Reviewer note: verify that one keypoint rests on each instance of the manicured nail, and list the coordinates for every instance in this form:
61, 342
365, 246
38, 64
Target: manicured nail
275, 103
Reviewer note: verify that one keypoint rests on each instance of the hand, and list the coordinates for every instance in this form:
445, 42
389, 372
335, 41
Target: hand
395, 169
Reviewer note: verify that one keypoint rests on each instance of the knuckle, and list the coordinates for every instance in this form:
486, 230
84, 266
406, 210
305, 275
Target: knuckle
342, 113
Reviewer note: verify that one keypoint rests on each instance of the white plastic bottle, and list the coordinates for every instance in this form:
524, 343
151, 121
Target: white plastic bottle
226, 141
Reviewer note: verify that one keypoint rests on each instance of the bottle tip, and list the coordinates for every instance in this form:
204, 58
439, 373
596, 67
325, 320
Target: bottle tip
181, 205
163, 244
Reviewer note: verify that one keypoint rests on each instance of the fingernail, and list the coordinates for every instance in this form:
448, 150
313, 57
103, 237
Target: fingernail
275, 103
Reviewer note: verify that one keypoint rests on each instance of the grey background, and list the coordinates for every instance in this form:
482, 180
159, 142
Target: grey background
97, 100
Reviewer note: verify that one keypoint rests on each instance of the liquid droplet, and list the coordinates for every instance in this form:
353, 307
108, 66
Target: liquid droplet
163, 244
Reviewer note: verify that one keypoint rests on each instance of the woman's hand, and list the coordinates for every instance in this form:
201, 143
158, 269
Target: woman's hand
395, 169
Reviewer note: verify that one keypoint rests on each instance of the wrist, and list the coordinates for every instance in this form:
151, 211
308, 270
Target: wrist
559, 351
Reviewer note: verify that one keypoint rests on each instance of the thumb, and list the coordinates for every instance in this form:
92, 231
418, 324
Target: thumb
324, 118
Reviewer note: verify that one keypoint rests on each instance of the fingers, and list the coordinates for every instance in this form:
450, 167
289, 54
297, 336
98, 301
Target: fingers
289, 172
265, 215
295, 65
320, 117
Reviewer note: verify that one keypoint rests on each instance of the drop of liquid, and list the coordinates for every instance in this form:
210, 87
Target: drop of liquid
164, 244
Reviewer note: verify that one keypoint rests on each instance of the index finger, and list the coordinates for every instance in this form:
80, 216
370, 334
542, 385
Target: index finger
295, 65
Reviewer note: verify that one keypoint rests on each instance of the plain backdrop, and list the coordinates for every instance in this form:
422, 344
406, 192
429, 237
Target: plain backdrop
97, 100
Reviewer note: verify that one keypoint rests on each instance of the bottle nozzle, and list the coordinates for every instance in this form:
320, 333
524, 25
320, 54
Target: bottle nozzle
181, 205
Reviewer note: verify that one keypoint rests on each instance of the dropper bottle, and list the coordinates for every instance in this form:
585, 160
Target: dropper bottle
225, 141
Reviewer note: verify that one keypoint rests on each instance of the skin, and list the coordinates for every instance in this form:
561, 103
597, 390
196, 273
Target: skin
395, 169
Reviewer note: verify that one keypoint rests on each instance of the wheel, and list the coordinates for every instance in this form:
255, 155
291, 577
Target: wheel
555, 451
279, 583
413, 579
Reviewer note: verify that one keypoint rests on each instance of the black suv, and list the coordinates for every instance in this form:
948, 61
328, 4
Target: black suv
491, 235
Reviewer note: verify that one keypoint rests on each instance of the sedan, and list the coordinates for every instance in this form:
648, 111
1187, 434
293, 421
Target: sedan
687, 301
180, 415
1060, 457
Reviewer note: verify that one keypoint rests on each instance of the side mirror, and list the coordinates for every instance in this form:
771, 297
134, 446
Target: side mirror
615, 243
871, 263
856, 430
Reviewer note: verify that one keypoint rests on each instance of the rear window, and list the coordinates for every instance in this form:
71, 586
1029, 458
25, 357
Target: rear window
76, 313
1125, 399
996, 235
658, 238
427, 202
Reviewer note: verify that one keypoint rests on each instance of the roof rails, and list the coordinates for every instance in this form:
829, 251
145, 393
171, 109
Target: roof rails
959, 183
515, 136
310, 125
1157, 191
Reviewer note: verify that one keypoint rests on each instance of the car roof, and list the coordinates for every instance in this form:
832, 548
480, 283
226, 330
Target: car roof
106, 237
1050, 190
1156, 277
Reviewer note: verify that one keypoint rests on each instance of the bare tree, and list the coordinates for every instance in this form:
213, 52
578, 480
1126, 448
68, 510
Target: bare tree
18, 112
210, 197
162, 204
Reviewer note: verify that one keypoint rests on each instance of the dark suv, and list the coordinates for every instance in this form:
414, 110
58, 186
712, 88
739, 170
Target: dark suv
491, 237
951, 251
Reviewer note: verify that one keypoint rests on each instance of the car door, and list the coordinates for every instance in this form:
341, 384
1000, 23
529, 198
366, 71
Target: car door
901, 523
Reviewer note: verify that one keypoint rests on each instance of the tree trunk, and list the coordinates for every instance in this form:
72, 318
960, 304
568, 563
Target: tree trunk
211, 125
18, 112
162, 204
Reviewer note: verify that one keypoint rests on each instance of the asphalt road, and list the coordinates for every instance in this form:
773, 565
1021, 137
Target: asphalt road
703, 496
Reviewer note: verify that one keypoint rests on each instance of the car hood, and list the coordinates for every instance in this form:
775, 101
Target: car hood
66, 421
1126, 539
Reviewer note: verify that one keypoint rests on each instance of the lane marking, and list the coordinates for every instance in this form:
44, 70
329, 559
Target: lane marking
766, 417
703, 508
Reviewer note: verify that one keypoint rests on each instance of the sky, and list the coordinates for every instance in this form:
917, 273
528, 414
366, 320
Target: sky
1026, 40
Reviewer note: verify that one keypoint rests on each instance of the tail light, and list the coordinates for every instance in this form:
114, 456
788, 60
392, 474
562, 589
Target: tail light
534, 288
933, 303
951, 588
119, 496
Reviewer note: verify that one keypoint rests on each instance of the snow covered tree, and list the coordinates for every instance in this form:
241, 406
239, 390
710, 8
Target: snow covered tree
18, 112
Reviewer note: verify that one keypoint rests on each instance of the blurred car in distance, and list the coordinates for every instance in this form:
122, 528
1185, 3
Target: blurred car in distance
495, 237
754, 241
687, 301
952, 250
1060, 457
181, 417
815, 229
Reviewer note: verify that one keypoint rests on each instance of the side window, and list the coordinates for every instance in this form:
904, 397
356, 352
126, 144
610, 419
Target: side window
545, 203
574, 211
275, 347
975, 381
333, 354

=====

## [Exercise description]
Give back the whole listing above. Keep every character the same.

## [Result of this task]
Reviewer note: verify that one keypoint rests on each instance of the manicured nail, and list the coordinates for every instance in this form:
61, 342
365, 246
38, 64
Target: manicured nail
275, 103
Reviewer note: verify that one keypoint rests on each instance of the hand, and list the coordinates for every instance in this form:
445, 42
389, 372
335, 41
Target: hand
395, 169
Reviewer note: verify that one keypoint rests on each instance of the knuckle, and list the coordinates for every instance in this form:
486, 230
84, 266
406, 210
305, 275
Target: knuckle
342, 113
Reviewer note: verify that one keypoint rests on each instance of the white plastic bottle, and list the coordinates for every instance in this form:
524, 343
151, 121
Target: white plastic bottle
226, 141
Reviewer note: verify that one keypoint rests on each instance of the bottle tip, and list the coordinates for every instance in this form:
204, 58
439, 373
596, 67
325, 320
Target: bottle tip
181, 205
163, 244
Reviewer note: verify that one keypoint rests on each instance of the fingernail, and list the coordinates for every instance in this form:
448, 150
313, 57
103, 237
Target: fingernail
275, 103
Reviewer note: verify that one keypoint rests on each instance of the grey background, and list the coordinates for every instance in this form:
482, 180
159, 142
Target: grey background
97, 100
Reviewer note: verify that one keypoint rests on each instance of the liquid droplet, and list the coordinates for every instance in this form:
353, 307
108, 66
Target: liquid droplet
163, 244
Reviewer note: verify that one keypoint rests on each instance of the woman's hand, and list the coordinates for every instance in this form:
201, 143
158, 269
Target: woman's hand
395, 169
Reviewer note: verify that one keypoint rests on each instance of the wrist, and list the coordinates for every instance in this form:
151, 211
308, 270
Target: wrist
559, 351
Reviewer note: verify that one keypoint rests on each instance of the thumb, and list the coordinates for every instance in this form:
92, 231
418, 324
Target: thumb
324, 118
Reviewer note: verify that one keypoint rests on each instance of the fingers, and list the coordinates for every instance in this form:
450, 167
289, 54
297, 336
98, 301
Target: fingers
289, 172
265, 215
295, 65
320, 117
Reviewer note: verify that one keypoint rests on each instance of the drop of liquid, and list the coordinates for every instance in this form:
210, 87
Target: drop of liquid
164, 244
Reviewer note: verify that one keypoint rests on each instance of the index finger, and list the coordinates for every instance in this form:
80, 216
370, 334
542, 385
Target: index finger
295, 65
Reviewer note: verify that one keypoint rests on each instance of the plain backdrop, and list the coordinates for every instance in this form:
422, 344
406, 192
429, 237
Target: plain backdrop
97, 100
Reviewer note: verify that one keypoint rests on each instance of the bottle nozzle, and list the coordinates for every instance in this form:
320, 333
524, 25
320, 54
Target: bottle nozzle
181, 205
Reviewer note: verify that one keypoint rests on each instance of the dropper bottle, and list the coordinates for every instance in this form:
585, 160
Target: dropper bottle
225, 141
Reviewer note: verify that one keypoint rests on each instance of the skin, and list the coordinates for every instance in this form:
561, 103
597, 390
196, 273
Target: skin
395, 169
Reviewer note: verify that one keypoint rests on each instance of the wheel, and list the coordinates for every instance in this form:
255, 155
291, 577
Target: wheel
555, 451
279, 583
413, 579
Reviewer note: verify that one keypoint rests on each instance of the black suv, and list the coordinates for every instance in this form:
948, 61
328, 4
Target: black suv
491, 235
Reviewer note: verify that one keypoint rests on each instance of the sedan, and list the coordinates for every instance in this form:
648, 111
1187, 434
293, 421
Target: sedan
687, 301
180, 415
1060, 457
Reviewer note: verify that one keypoint rests on each instance of the side mirror, and list the coordinates for every instance in this form:
771, 297
134, 446
Target: side mirror
615, 243
871, 263
856, 430
Reviewer note: verify that one keypoint rests on each instance of the rear window, and list the coordinates for every instance in this form:
71, 586
1029, 458
25, 357
Target: rear window
76, 313
1125, 399
996, 235
658, 238
427, 202
Reviewer note: verify that one keypoint rests on each instance of the roof rails, and list the coordinates for every instance in this form:
829, 251
145, 393
171, 109
Target: roof rails
959, 183
515, 136
310, 125
1157, 191
Reviewer note: verify that one keypoint rests on each instance of the car roof, and list the coordinates for every instance in this form:
832, 548
480, 283
226, 330
Target: car roof
106, 237
1050, 190
1156, 277
Reviewer note: verify that one keypoint rests on each instance of the bare tree, and list the coordinates for every instance in this form:
213, 52
578, 480
1126, 448
68, 510
Target: bare tree
18, 112
210, 197
162, 204
Reviewer note: verify that one keypoint rests on each instance of the dark suv, and list the coordinates for every instance in this form:
414, 110
58, 186
712, 88
739, 170
Target: dark suv
491, 237
951, 251
Reviewer note: verify that one keypoint rests on each instance of the car door, and list the coordinates for every instance in this form:
341, 384
1000, 23
529, 198
366, 71
Target: car door
901, 523
Reviewer note: verify that one keypoint rests on each instance of the tree trunk, and list the coordinates for every instance in this form:
72, 318
960, 304
568, 563
Target: tree trunk
211, 125
18, 112
162, 204
Reviewer note: verify that one keypoint rests on each instance of the asphalt road, and list the coordinates for every instance in this form:
773, 565
1021, 137
Target: asphalt road
703, 496
Reviewer note: verify that one keypoint rests on each instance of the car hood, and list the coordinates for every instance in this form:
775, 101
Target: car hood
66, 421
1126, 539
Reviewer note: verify that one keypoint rests on each instance of the lane marking, and list the coordinates for every instance in this form:
44, 70
329, 559
Target: lane marking
766, 417
703, 508
Reviewer note: verify that one keypoint rests on each instance of the sky, and list the coordinates for every instance in this form:
917, 273
528, 414
366, 320
Target: sky
1026, 40
Reviewer note: verify that one keypoint rests on each instance of the tail light, and list the coordinates for every instance in this form:
114, 456
788, 60
392, 474
562, 589
Target: tail light
534, 288
933, 303
951, 588
119, 496
Reviewer note: verify that one keypoint rests on each instance of the snow covered tree, and list the coordinates for every instance in this form:
241, 406
239, 390
710, 8
Target: snow covered tree
18, 112
Reviewer note: verify that one keypoint rests on each instance of the blurred car in distance, and list the coordinates for every instance in this form:
122, 528
1185, 3
Target: blurred car in distance
495, 237
754, 241
687, 301
952, 250
1060, 457
181, 417
815, 229
Reviewer note: verify that one keypoint rests on each instance of the side window, and list the coordinates for every instance in this form:
904, 397
356, 352
126, 144
610, 419
Target: side window
545, 203
574, 211
275, 347
975, 381
333, 354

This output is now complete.